■ **Given task 1**
For each statement below, say yes or no to whether it agrees with the post on first-contact planning, and quote the post's deciding words. (a) The Disclosure Project forced formal acknowledgement of the issue onto the agenda in 2001. (b) The Outer Space Treaty dates from 1976. (c) Glasgow Council considered visiting intelligences appearing within the next 10 years.
■ **Given task 2**
Please transcribe the post on first-contact planning from "A recent F.O.I.A." to "the flat earth.".

■ **Passage provided**
+++++
Tag: first directive

The Logistics of Landing – FOIA Request Reveals Extraterrestrial Contact Planning

About Time: First Contact Planning Revealed in FOI Request
“As mankind continues to advance and head out into the stars we are undoubtedly going to attract the attention of whatever lifeforms are out there. I’m curious to know what provisions have been put in place for our inevitable encounter.”

A recent F.O.I.A. request may have given us a glimmer of hope that some regional authorities are actually examining one of the truly pressing issues of our current era. Now if I was writing this as one of the many news outlets that  covered the discovery of the request, you’d assume there was a hint of disbelief or sarcasm in that last statement but there isn’t.

Why? – Because assuming life doesn’t exist elsewhere is these days along the lines of assuming we still live on the flat earth.

Put the doubts and the odd snigger [you’re not alone in feeling some discomfort about this issue!]  aside for one moment and let’s consider why the staff at Glasgow’s regional government may well be ahead of everyone else in the  civil authority system.

Firstly, the debate is now more or less done on the issue of life outside our planetary boundary. In the media and with friends meeting at a local bar, you struggle to find anyone holding a firm position that we’re a sole, unique [and thus rather arrogant] species. Secondly, the spread of networked media and youtube has allowed people to see over-whelming evidence of craft making  constant visits, akin to ‘ET anthropological tourism‘, over every region of the earth. Both standard and night vision high definition cameras provide almost real time exposure to the phenomenon – especially via sites like Google, where this area rates second only to you-know-what in search popularity.

So Glasgow Council, having been wise enough to consider the possibility of these visiting intelligences appearing in the next 5 years, far from being kooky – I’d suggest have instead been eminently pragmatic. One could suggest of course it’s a little late, along with the rest of our representative structures who fail to grasp the urgency of such formal preparation. Additionally globally agreed policy in the form of the 1967 Outer Space Treaty suggests that civil structures are aware of and conform to issues of this nature.

Who Speaks for Planet Earth?  Comments on the discussions of a recent committee at the Royal Society

At national and global level the issue of ET contact and what to do about it gets pretty complex to decipher. We have a bizarre quagmire of full-on disinformation, covert agencies obsessed with the whole process and most bog-standard politicians being either oblivious or too afraid for their career prospects to mention it. All this in the face of a recent disclosure that several US Presidents were deeply engaged with the extraterrestrial process, something that’s been discussed for decades outside the lime-light of the dominant media.

This issue refuses to go away of course – and most of us who’ve been watching things for a few years know it’s the biggest issue yet to be formally acknowledged. Part of that process of formal acknowledgement was forced onto the agenda in 2001 by the now multi-million viewed Disclosure Project and a current similar approach is under-way via the PRG’s Citizen Hearing.

In Britain –  the last few years have seen the case of Gary McKinnon reach both front page news regularly and even a WhiteHouse discussion between Obama and the UK Prime Minister. A little more below the radar we’ve also seen meetings held at the Royal Society  and in recent years several large scale global “preparedness” type events.
+++++
■ **Data section**
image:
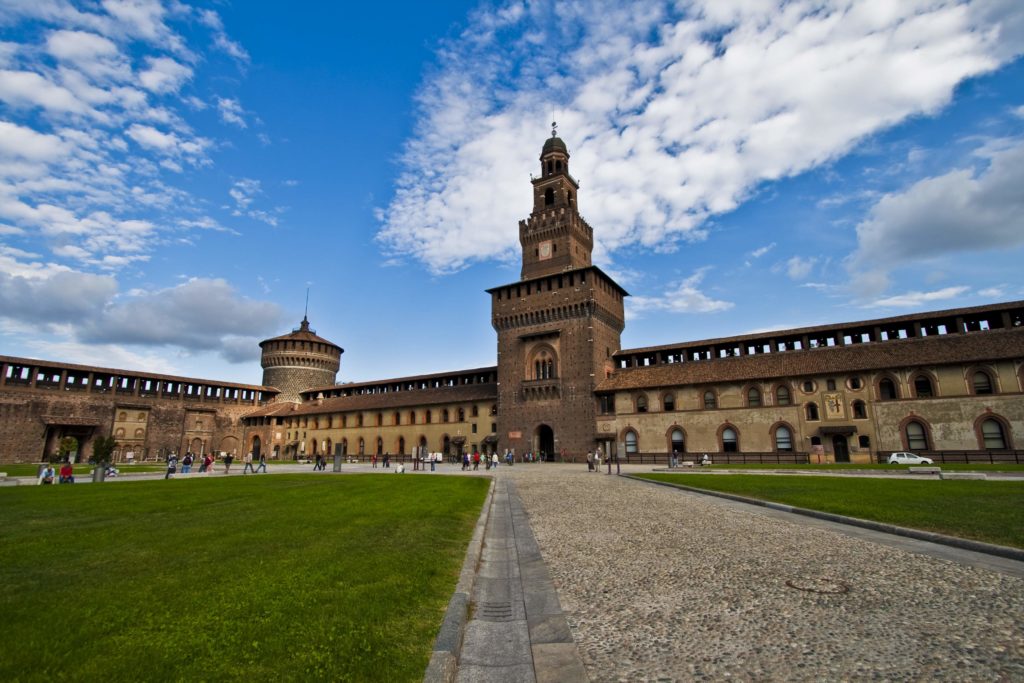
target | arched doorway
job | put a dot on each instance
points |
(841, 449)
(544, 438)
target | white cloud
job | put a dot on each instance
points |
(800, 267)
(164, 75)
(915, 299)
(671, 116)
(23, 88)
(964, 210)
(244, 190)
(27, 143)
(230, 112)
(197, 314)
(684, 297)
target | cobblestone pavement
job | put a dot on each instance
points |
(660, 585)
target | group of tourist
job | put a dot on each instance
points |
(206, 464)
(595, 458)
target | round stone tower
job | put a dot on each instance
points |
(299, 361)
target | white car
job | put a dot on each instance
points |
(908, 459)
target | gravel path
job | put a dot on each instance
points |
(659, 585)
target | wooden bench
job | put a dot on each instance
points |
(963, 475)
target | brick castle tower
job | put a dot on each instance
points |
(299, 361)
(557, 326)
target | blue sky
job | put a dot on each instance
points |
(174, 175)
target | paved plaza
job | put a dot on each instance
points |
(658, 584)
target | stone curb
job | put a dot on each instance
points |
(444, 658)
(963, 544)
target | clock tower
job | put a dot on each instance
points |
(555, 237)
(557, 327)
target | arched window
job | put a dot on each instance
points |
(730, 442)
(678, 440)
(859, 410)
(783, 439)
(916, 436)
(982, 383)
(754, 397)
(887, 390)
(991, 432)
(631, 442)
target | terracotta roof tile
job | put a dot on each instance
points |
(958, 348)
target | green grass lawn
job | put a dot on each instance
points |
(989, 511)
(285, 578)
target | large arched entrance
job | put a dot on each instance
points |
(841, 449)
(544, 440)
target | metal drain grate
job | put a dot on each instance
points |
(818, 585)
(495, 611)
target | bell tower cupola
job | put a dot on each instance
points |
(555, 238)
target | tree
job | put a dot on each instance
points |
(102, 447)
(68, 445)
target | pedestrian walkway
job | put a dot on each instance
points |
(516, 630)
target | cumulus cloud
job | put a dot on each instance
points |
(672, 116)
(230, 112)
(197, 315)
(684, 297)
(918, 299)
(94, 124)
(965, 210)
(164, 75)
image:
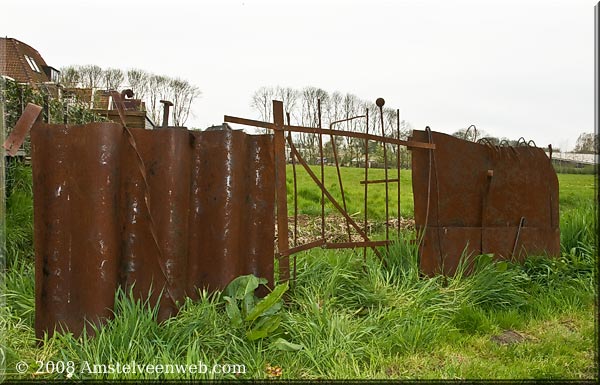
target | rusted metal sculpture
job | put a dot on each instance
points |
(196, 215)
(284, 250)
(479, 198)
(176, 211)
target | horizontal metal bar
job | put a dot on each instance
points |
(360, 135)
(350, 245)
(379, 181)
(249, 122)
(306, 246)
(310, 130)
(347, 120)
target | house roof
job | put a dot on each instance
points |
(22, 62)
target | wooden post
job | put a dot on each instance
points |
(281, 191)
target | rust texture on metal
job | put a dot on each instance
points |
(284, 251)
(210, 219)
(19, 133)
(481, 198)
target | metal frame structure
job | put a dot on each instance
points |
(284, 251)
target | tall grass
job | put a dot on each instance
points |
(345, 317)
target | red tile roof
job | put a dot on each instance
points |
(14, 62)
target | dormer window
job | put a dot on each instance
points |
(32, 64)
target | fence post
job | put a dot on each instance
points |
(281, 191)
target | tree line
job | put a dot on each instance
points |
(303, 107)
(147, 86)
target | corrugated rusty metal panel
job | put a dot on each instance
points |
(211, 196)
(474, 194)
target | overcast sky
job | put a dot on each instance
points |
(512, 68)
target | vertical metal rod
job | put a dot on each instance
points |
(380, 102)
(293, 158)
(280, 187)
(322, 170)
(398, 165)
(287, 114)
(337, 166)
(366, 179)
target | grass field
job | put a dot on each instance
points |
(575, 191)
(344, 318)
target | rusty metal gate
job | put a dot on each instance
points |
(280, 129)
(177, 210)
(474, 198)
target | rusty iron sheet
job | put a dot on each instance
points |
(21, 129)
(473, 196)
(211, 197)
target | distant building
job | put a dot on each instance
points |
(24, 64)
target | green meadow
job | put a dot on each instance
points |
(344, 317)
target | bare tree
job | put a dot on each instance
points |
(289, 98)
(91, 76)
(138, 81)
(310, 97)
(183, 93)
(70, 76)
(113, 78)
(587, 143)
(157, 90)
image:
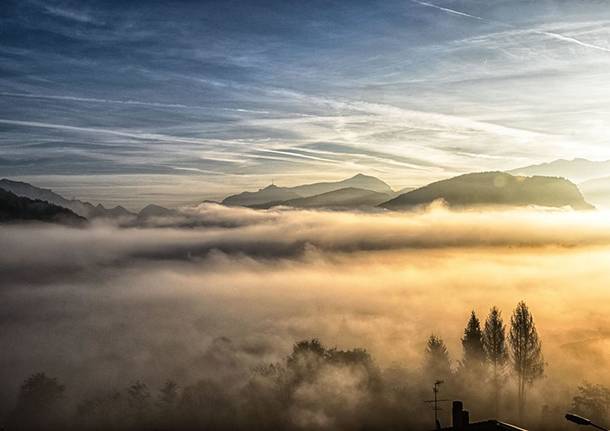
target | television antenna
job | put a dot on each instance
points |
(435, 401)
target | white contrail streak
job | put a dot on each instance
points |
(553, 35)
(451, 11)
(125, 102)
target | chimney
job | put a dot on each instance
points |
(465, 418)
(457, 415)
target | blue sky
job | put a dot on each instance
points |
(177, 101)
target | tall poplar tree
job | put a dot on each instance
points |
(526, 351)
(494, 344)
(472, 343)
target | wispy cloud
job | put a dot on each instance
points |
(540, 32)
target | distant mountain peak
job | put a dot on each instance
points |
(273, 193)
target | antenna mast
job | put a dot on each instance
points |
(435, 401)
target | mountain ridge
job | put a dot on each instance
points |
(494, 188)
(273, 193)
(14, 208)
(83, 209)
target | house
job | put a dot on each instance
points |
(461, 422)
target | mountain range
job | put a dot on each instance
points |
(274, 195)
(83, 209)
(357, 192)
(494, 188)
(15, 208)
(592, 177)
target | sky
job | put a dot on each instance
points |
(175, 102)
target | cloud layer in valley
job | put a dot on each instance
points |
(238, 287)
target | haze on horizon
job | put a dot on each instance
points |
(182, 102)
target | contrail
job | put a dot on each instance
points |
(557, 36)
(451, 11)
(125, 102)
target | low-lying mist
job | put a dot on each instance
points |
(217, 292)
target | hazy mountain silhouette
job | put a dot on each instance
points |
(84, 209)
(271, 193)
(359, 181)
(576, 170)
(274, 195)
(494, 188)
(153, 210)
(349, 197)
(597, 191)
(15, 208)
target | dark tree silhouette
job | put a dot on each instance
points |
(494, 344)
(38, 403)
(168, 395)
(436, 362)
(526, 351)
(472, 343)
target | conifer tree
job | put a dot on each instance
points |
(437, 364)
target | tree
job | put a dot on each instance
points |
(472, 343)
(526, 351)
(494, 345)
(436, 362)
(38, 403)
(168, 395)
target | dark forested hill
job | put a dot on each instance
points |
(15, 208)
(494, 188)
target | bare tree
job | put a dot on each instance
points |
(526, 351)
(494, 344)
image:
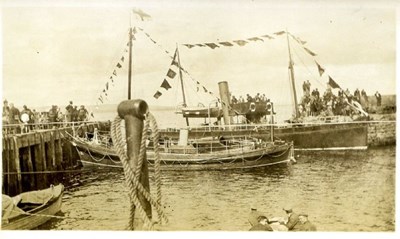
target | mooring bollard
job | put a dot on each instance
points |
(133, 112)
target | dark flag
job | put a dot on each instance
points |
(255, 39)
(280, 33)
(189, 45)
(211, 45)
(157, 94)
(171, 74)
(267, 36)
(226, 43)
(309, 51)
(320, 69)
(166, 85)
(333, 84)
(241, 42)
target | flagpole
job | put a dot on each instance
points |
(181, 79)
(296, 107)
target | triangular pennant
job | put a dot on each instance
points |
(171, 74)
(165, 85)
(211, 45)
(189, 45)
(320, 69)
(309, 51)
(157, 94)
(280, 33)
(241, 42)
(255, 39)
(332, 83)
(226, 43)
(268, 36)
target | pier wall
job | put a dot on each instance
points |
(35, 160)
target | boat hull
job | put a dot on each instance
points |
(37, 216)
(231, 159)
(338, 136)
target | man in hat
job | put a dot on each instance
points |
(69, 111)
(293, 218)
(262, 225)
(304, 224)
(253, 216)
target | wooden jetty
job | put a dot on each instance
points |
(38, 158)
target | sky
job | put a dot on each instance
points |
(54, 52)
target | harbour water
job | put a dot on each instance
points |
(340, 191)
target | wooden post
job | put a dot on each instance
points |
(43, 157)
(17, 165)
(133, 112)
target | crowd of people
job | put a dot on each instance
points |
+++++
■ **Written answer 1**
(a) Yes: "Part of that process of formal acknowledgement was forced onto the agenda in 2001 by the now multi-million viewed Disclosure Project"
(b) No: "the 1967 Outer Space Treaty"
(c) No: "the possibility of these visiting intelligences appearing in the next 5 years"

■ **Written answer 2**
A recent F.O.I.A. request may have given us a glimmer of hope that some regional authorities are actually examining one of the truly pressing issues of our current era. Now if I was writing this as one of the many news outlets that  covered the discovery of the request, you’d assume there was a hint of disbelief or sarcasm in that last statement but there isn’t.

Why? – Because assuming life doesn’t exist elsewhere is these days along the lines of assuming we still live on the flat earth.